**Your objective**
Reproduce every line of the records below word for word, changing nothing.

**Exercise inputs**
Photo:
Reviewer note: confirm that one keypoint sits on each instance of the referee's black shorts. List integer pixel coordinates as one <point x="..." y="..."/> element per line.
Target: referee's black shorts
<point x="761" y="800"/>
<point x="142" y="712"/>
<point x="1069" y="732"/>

**Exercise answer**
Photo:
Reviewer note: confirm that one keypoint sits on each instance of the referee's black shorts. List integer pixel coordinates as one <point x="..." y="..."/> element per line.
Target: referee's black shorts
<point x="761" y="800"/>
<point x="142" y="712"/>
<point x="1069" y="732"/>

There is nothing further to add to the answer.